A consultation on changes to how schools are run "excluded" many parents, according to an umbrella group of parent teacher councils.

The Scottish Parent Teacher Council (SPTC) conducted a survey of its membership as part of its response to a Scottish Government consultation on education reforms.

The organisation said it received around 840 responses.

Parents complained to the SPTC that the consultation was "extremely difficult" to complete with the vast majority of respondents skipping the questions on changes to school governance.

The Scottish Government is proposing to give head teachers more autonomy in running their individual schools as well as creating new regional education boards to work across multiple council areas.

Detailed plans are expected to be laid out by the education secretary John Swinney later this year.

In the introduction to its consultation response, the SPTC said: "While we gathered more than 800 responses, the majority of respondents skipped the questions about the governance review.

"This in itself communicates a great deal about the perspective of parents on this consultation.

"The feedback received regarding the consultation events has similarly indicated that parents who attended (and are therefore by definition motivated and engaged) have generally been left puzzled and feeling excluded from the debate.

"It is ironic that a document which has as one of its stated aims that parents should be more empowered in fact excluded very many parents from participation."

It added: "The consultation presumed high levels of knowledge about the existing governance model in Scottish education and used language which would be familiar only to those working in the sector.

"It is tantamount to expecting a patient with a broken leg to understand the inner workings and operational structures of the various NHS services they might encounter: A&E, orthopaedics, anaesthesia, radiology, physiotherapy to name just a few.

"In reality, we know that the patient relies on the NHS to organise and provide the services needed to treat their injury, just as parents rely on schools and local authorities to organise and provide the educational support their child needs in the school system."

The Scottish Government said it is focused on improving the country's education system to raise it to a world leading standard.

A spokesman said: "That is why we are reviewing school governance and over 1000 parents, teachers, head teachers, members of the general public and organisations including local authorities and unions have responded to our consultation which closed on January 6.

"We will consider these consultation responses as we move to put schools and communities at the heart of the education system and ensure that decisions about the life of schools are driven by the schools themselves.

"As part of this process we have already committed to consult on a new Education Bill in early 2017."

> DATASET RECORDS

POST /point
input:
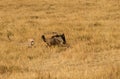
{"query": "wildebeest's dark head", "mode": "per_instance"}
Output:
(56, 39)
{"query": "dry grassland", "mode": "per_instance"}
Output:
(91, 27)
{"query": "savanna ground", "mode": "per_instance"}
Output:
(92, 29)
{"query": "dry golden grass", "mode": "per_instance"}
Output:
(92, 30)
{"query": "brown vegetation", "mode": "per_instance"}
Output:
(91, 28)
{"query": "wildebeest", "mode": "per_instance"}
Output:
(31, 42)
(56, 39)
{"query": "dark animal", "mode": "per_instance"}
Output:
(58, 39)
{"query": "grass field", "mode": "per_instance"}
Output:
(91, 27)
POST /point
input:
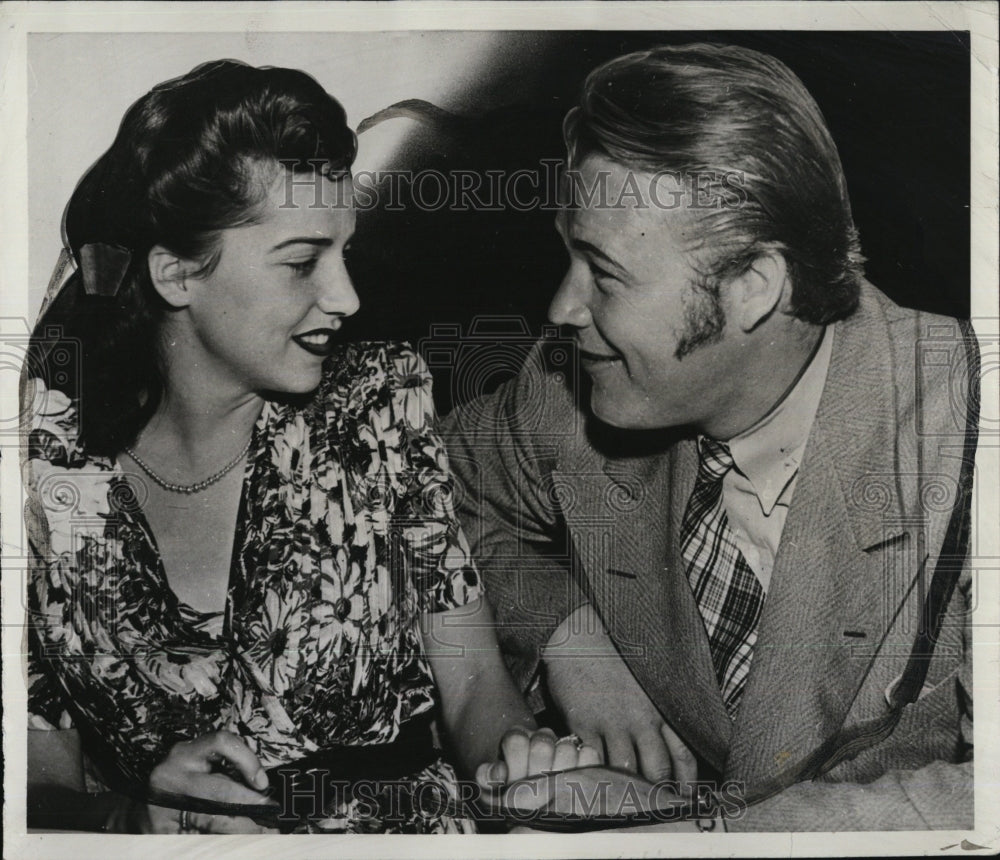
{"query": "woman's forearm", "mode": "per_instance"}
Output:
(479, 699)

> DIRECTIONS
[1] Rewrite the stretch of the article on the school governance consultation from "The organisation said" through "on this consultation.", swapping "head teachers" for "principals".
[2] Summarize the article on the school governance consultation in two sentences.

> RESPONSE LIST
[1]
The organisation said it received around 840 responses.

Parents complained to the SPTC that the consultation was "extremely difficult" to complete with the vast majority of respondents skipping the questions on changes to school governance.

The Scottish Government is proposing to give principals more autonomy in running their individual schools as well as creating new regional education boards to work across multiple council areas.

Detailed plans are expected to be laid out by the education secretary John Swinney later this year.

In the introduction to its consultation response, the SPTC said: "While we gathered more than 800 responses, the majority of respondents skipped the questions about the governance review.

"This in itself communicates a great deal about the perspective of parents on this consultation.

[2] The Scottish Parent Teacher Council said a Scottish Government consultation on school governance reforms excluded many parents, noting that most respondents to its survey, which drew around 840 responses, skipped the governance questions. The SPTC said the consultation presumed high levels of knowledge and used language familiar only to those in the sector, while the Scottish Government said over 1000 parties had responded and it would consider those responses.